*LISTED ENTRIES:*
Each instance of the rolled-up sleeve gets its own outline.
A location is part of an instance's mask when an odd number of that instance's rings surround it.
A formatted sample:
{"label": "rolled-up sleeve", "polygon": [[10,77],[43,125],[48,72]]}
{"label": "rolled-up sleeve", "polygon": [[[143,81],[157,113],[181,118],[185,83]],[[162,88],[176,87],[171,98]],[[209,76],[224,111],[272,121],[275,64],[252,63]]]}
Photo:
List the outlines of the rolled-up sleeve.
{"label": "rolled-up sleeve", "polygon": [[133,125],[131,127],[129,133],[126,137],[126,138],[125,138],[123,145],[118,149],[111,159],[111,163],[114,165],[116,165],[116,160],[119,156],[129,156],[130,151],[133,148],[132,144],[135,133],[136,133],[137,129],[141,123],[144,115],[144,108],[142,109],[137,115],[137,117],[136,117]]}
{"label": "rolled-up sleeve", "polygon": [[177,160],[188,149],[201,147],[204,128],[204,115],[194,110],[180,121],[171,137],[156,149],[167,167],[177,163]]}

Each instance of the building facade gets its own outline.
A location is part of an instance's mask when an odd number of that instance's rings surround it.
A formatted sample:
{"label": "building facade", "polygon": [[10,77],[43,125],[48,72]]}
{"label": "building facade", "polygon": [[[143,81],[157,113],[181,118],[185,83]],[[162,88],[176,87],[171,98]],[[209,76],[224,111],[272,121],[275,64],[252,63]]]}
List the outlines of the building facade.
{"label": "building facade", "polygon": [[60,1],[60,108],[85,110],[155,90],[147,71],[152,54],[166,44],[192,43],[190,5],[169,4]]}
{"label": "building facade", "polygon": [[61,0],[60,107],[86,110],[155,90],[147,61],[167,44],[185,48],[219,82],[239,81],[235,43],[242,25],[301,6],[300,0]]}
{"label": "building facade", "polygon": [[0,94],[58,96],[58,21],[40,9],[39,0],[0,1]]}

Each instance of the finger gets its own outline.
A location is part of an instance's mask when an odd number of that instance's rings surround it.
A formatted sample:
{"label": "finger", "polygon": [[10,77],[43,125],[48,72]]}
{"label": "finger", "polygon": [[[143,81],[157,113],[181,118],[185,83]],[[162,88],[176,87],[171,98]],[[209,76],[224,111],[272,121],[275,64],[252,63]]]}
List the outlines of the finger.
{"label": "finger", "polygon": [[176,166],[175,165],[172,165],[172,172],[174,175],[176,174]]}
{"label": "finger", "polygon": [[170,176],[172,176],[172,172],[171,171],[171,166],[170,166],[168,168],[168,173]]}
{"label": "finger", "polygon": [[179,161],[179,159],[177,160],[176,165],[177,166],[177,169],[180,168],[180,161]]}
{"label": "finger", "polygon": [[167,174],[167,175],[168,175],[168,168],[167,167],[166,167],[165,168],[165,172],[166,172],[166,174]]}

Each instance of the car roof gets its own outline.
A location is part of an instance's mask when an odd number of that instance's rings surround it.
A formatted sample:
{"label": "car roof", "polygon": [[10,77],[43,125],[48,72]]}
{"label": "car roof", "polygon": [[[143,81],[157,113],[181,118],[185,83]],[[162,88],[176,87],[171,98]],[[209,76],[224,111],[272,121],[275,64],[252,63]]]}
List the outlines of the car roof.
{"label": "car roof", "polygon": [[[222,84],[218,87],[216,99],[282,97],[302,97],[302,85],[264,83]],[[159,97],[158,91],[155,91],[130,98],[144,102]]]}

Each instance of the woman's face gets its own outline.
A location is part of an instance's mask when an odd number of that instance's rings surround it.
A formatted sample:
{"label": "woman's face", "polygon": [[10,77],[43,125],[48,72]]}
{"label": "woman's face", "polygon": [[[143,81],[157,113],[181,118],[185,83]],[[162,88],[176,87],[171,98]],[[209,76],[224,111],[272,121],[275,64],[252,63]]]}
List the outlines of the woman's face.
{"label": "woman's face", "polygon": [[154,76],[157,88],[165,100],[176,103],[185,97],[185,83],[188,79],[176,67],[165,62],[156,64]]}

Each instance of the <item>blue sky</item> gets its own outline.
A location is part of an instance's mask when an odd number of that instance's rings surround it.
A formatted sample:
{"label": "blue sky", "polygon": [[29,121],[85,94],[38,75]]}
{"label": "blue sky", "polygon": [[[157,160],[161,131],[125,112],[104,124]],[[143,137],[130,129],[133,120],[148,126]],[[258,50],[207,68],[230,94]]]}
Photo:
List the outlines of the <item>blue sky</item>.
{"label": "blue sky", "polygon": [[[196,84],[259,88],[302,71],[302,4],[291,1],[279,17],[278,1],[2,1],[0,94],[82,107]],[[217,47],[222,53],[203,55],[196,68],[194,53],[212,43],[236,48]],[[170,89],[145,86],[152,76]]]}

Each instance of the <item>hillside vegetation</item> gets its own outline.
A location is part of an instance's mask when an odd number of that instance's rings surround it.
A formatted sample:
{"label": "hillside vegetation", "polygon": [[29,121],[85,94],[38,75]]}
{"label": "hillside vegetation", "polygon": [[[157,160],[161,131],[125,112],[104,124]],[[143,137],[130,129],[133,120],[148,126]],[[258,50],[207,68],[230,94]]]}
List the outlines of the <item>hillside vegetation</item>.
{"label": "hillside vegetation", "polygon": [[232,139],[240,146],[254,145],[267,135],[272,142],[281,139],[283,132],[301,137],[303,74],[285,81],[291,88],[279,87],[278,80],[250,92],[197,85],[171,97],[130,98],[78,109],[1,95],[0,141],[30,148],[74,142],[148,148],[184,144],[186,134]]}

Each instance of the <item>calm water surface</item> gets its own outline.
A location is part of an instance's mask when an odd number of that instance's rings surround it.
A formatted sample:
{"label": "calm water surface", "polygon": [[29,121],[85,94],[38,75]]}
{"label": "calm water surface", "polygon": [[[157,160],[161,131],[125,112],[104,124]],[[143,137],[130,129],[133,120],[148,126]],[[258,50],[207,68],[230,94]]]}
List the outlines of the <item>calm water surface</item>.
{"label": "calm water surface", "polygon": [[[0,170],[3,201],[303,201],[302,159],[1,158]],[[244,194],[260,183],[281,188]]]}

*THE TASK:* Copy out all of the records above word for word, changing nothing.

*REPLY:*
Each instance of the rolled-up sleeve gets its own outline.
A location is part of an instance's mask when an odd number of that instance's rings surround it.
A formatted sample:
{"label": "rolled-up sleeve", "polygon": [[10,77],[43,125],[48,72]]}
{"label": "rolled-up sleeve", "polygon": [[[143,81],[157,113],[181,118],[185,83]],[[162,88],[176,87],[171,98]],[[209,76],[224,111],[272,121],[275,64],[252,63]]]}
Photo:
List the outlines of the rolled-up sleeve.
{"label": "rolled-up sleeve", "polygon": [[133,125],[131,127],[129,133],[126,137],[126,138],[125,138],[123,145],[118,149],[111,159],[111,163],[114,165],[116,165],[116,160],[119,156],[129,156],[130,151],[133,148],[132,144],[135,133],[136,133],[137,129],[141,123],[144,115],[144,108],[142,109],[137,115],[137,117],[136,117]]}
{"label": "rolled-up sleeve", "polygon": [[177,160],[188,149],[201,147],[204,128],[204,115],[194,110],[180,121],[171,137],[156,149],[167,167],[177,163]]}

Each instance of the building facade gets its own outline.
A location is part of an instance's mask when an odd number of that instance's rings surround it.
A formatted sample:
{"label": "building facade", "polygon": [[10,77],[43,125],[48,72]]}
{"label": "building facade", "polygon": [[[143,81],[157,113],[181,118],[185,83]],[[162,88],[176,87],[171,98]],[[209,76],[224,111],[272,121],[275,64],[252,63]]]}
List the outlines of the building facade.
{"label": "building facade", "polygon": [[60,1],[60,108],[85,110],[155,90],[147,71],[152,54],[166,44],[192,43],[190,5],[169,4]]}
{"label": "building facade", "polygon": [[61,0],[60,107],[86,110],[155,90],[147,61],[167,44],[185,48],[219,82],[239,81],[235,43],[242,25],[301,6],[300,0]]}
{"label": "building facade", "polygon": [[0,94],[58,96],[58,21],[40,9],[39,0],[0,1]]}

Each instance of the finger gets its own outline.
A location is part of an instance's mask when an odd number of that instance's rings surround it.
A formatted sample:
{"label": "finger", "polygon": [[10,77],[43,125],[48,72]]}
{"label": "finger", "polygon": [[[143,81],[157,113],[181,118],[185,83]],[[162,88],[176,87],[171,98]],[[209,76],[224,111],[272,121],[275,64],[252,63]]]}
List the outlines of the finger.
{"label": "finger", "polygon": [[176,166],[175,165],[172,165],[172,172],[174,175],[176,174]]}
{"label": "finger", "polygon": [[170,176],[172,176],[172,172],[171,171],[171,166],[170,166],[168,168],[168,173]]}
{"label": "finger", "polygon": [[179,161],[179,159],[177,160],[176,165],[177,166],[177,169],[180,168],[180,161]]}
{"label": "finger", "polygon": [[167,174],[167,175],[168,175],[168,168],[167,167],[166,167],[165,168],[165,172],[166,172],[166,174]]}

Each instance of the car roof gets its own outline.
A location is part of an instance's mask when an odd number of that instance's rings surround it.
A formatted sample:
{"label": "car roof", "polygon": [[10,77],[43,125],[48,72]]}
{"label": "car roof", "polygon": [[[143,81],[157,113],[181,118],[185,83]],[[162,88],[176,87],[171,98]],[[209,76],[224,111],[272,121],[275,64],[252,63]]]}
List the outlines of the car roof.
{"label": "car roof", "polygon": [[[222,84],[218,87],[216,99],[282,97],[302,97],[302,85],[264,83]],[[159,97],[158,91],[155,91],[130,98],[144,102]]]}

Each instance of the woman's face gets its own outline.
A location is part of an instance's mask when an odd number of that instance's rings surround it.
A formatted sample:
{"label": "woman's face", "polygon": [[10,77],[43,125],[48,72]]}
{"label": "woman's face", "polygon": [[[143,81],[157,113],[181,118],[185,83]],[[162,88],[176,87],[171,98]],[[209,76],[224,111],[272,121],[275,64],[252,63]]]}
List the outlines of the woman's face.
{"label": "woman's face", "polygon": [[154,76],[157,88],[165,100],[176,103],[185,97],[185,83],[188,79],[176,67],[165,62],[156,64]]}

Each instance of the <item>blue sky</item> gets its own outline.
A location is part of an instance's mask when an odd number of that instance's rings surround it.
A formatted sample:
{"label": "blue sky", "polygon": [[29,121],[85,94],[38,75]]}
{"label": "blue sky", "polygon": [[[157,160],[161,131],[125,112],[104,124]],[[143,137],[130,129],[133,120],[148,126]],[[258,50],[207,68],[230,94]]]}
Photo:
List the outlines of the <item>blue sky</item>.
{"label": "blue sky", "polygon": [[[196,84],[259,88],[302,71],[302,4],[291,1],[279,17],[278,1],[2,1],[0,94],[82,107]],[[217,47],[222,53],[203,55],[196,68],[194,53],[212,43],[236,48]],[[170,89],[145,86],[152,76]]]}

Each instance of the <item>hillside vegetation</item> gets its own outline.
A location is part of an instance's mask when an odd number of that instance's rings surround it.
A formatted sample:
{"label": "hillside vegetation", "polygon": [[29,121],[85,94],[38,75]]}
{"label": "hillside vegetation", "polygon": [[[157,160],[161,131],[125,112],[104,124]],[[143,137],[130,129],[133,120],[148,126]],[[258,50],[207,68],[230,94]]]}
List the outlines of the <item>hillside vegetation</item>.
{"label": "hillside vegetation", "polygon": [[232,139],[240,146],[254,145],[267,135],[272,142],[281,139],[283,132],[301,137],[303,74],[285,81],[291,88],[279,87],[278,80],[250,92],[197,85],[171,97],[130,98],[78,109],[1,95],[0,141],[30,148],[74,142],[148,148],[184,144],[186,134]]}

Each instance of the <item>calm water surface</item> gets its own outline.
A location is part of an instance's mask when an odd number of that instance's rings surround it.
A formatted sample:
{"label": "calm water surface", "polygon": [[29,121],[85,94],[38,75]]}
{"label": "calm water surface", "polygon": [[[157,160],[161,131],[125,112],[104,124]],[[143,137],[130,129],[133,120],[148,126]],[[258,50],[207,68],[230,94]]]}
List the outlines of the <item>calm water surface</item>.
{"label": "calm water surface", "polygon": [[[0,170],[3,201],[303,201],[302,159],[1,158]],[[244,194],[260,183],[281,188]]]}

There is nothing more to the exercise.